## Stated goal
Pull out every line of the listing below that contains the string "patch", and copy each such line in full.

## The records
+===+
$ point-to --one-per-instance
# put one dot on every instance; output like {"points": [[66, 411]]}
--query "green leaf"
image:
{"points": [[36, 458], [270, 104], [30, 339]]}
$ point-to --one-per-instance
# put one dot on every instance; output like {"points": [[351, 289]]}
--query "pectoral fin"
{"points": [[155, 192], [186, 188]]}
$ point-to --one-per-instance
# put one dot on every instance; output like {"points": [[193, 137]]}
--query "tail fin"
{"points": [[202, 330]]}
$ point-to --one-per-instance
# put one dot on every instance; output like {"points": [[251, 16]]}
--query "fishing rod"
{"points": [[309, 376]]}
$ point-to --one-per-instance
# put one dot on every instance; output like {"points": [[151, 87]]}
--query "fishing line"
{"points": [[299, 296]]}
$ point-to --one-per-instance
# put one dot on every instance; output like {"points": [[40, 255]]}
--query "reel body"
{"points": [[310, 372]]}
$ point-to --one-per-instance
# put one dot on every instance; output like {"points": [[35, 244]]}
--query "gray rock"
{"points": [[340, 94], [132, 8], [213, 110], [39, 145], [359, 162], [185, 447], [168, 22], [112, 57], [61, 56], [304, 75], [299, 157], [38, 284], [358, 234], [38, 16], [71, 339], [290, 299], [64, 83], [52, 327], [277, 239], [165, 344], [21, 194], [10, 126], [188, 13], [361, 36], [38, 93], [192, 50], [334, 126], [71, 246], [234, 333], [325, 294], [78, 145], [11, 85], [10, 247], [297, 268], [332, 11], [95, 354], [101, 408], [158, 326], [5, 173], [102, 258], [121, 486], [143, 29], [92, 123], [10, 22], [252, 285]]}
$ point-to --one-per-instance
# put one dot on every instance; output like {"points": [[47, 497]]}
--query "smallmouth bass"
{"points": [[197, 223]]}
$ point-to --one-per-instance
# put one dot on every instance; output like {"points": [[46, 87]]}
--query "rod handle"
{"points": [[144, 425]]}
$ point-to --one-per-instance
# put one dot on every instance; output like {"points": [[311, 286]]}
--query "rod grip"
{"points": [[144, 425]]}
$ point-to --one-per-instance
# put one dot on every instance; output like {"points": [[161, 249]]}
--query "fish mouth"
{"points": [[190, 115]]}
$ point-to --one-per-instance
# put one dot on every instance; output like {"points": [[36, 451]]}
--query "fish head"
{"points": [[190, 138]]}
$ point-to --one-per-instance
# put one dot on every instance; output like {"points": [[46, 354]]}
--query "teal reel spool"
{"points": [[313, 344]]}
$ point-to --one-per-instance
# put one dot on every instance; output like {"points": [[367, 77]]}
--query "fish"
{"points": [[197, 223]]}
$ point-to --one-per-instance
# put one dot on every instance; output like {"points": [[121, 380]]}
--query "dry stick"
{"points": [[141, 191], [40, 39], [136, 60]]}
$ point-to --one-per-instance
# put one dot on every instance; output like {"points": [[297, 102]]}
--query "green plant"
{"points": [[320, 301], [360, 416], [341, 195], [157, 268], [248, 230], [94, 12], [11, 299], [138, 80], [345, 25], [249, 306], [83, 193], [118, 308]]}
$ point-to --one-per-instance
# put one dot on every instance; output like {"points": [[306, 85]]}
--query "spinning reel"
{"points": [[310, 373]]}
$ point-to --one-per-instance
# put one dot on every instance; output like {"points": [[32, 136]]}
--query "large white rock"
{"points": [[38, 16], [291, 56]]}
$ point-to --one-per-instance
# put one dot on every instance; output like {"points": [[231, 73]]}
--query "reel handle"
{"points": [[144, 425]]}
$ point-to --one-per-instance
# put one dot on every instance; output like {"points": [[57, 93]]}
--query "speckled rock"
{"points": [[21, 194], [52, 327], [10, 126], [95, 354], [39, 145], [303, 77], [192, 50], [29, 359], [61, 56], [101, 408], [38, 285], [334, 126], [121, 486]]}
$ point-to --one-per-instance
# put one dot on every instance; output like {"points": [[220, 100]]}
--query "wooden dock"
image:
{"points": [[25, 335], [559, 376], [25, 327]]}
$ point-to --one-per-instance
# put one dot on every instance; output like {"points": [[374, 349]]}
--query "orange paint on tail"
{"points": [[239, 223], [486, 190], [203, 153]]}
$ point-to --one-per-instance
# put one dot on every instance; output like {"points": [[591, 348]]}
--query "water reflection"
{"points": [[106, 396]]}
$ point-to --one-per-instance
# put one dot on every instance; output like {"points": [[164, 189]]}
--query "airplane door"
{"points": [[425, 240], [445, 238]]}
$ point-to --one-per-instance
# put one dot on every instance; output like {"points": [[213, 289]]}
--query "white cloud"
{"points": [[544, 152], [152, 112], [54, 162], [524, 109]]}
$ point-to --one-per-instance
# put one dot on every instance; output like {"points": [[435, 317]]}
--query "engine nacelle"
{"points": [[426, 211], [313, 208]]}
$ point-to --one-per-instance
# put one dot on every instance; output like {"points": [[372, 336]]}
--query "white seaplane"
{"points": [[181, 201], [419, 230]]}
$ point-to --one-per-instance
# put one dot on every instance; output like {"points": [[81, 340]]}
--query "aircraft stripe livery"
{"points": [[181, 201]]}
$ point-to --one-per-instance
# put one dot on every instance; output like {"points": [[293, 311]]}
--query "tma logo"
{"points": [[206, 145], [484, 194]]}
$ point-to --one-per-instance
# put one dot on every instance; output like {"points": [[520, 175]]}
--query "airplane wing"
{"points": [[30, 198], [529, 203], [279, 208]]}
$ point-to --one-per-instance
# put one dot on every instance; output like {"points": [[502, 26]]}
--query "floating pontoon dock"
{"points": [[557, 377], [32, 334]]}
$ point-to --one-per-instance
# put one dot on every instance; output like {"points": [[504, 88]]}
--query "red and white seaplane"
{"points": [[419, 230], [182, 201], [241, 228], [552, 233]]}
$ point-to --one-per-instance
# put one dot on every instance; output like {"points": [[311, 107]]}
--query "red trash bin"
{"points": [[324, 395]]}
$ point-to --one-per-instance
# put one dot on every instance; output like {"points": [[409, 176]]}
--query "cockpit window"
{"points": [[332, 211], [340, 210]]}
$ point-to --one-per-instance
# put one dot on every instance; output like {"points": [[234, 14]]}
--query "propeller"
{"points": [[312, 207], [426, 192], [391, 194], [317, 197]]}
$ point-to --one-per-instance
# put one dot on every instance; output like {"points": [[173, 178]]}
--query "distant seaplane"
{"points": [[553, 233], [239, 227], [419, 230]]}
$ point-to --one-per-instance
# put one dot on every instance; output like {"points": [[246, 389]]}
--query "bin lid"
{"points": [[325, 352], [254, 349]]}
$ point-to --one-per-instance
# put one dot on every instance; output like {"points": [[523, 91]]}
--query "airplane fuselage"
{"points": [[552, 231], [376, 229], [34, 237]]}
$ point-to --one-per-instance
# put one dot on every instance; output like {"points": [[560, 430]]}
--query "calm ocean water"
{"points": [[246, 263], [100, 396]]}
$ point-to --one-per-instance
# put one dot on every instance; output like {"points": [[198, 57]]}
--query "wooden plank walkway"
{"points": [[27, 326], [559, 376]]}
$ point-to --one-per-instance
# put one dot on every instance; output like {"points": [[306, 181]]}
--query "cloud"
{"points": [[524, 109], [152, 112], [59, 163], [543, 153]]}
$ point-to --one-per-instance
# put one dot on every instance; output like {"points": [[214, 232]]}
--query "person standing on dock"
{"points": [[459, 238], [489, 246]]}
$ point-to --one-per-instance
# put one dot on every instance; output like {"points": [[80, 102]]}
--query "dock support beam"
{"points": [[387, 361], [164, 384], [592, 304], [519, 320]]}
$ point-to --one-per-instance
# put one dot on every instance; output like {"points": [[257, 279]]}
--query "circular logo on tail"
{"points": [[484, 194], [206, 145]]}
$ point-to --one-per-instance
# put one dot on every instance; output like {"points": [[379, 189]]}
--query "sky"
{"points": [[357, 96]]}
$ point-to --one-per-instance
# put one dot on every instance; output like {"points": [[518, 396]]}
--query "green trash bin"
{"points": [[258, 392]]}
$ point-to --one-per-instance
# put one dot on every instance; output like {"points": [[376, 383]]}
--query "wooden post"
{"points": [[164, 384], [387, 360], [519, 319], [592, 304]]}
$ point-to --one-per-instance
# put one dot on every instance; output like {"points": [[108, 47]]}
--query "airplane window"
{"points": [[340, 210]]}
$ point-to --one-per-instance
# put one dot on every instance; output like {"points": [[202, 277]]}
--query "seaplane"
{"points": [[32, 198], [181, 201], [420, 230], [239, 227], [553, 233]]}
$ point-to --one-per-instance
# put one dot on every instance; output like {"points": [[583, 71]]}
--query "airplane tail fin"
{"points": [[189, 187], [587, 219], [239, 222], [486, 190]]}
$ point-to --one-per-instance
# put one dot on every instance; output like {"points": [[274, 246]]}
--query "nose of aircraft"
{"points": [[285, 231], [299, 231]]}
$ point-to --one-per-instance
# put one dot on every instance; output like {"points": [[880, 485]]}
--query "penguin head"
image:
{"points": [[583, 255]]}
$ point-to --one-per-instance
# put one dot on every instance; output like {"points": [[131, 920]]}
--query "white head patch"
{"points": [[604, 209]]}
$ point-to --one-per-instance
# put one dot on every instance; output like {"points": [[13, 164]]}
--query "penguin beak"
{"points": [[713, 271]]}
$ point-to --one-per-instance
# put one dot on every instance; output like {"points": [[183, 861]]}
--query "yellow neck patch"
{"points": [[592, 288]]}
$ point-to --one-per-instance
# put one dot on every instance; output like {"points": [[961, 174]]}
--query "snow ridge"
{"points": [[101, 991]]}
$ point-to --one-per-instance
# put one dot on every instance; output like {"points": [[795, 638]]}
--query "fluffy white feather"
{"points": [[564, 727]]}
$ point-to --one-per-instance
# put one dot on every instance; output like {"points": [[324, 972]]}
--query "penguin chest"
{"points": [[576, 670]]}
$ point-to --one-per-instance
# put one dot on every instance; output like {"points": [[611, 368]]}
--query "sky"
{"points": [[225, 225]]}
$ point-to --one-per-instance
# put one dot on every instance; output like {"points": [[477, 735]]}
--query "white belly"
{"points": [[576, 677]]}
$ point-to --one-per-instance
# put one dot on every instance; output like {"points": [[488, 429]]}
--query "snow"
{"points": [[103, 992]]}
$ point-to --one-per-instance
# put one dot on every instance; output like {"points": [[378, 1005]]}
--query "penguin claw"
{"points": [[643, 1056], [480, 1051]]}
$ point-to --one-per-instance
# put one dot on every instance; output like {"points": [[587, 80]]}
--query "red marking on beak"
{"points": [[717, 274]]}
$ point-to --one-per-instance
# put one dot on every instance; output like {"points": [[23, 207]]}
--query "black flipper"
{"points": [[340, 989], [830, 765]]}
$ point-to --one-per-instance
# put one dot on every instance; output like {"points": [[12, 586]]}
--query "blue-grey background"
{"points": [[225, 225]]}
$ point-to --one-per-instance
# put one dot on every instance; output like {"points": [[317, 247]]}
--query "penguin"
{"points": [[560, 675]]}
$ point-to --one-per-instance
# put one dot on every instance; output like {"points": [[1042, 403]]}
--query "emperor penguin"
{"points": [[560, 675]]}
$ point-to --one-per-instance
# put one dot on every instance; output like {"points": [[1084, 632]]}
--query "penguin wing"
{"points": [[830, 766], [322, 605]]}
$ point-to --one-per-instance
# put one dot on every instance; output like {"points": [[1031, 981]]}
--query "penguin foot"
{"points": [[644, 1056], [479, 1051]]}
+===+
## Final result
--query "white head patch"
--query "yellow neck patch"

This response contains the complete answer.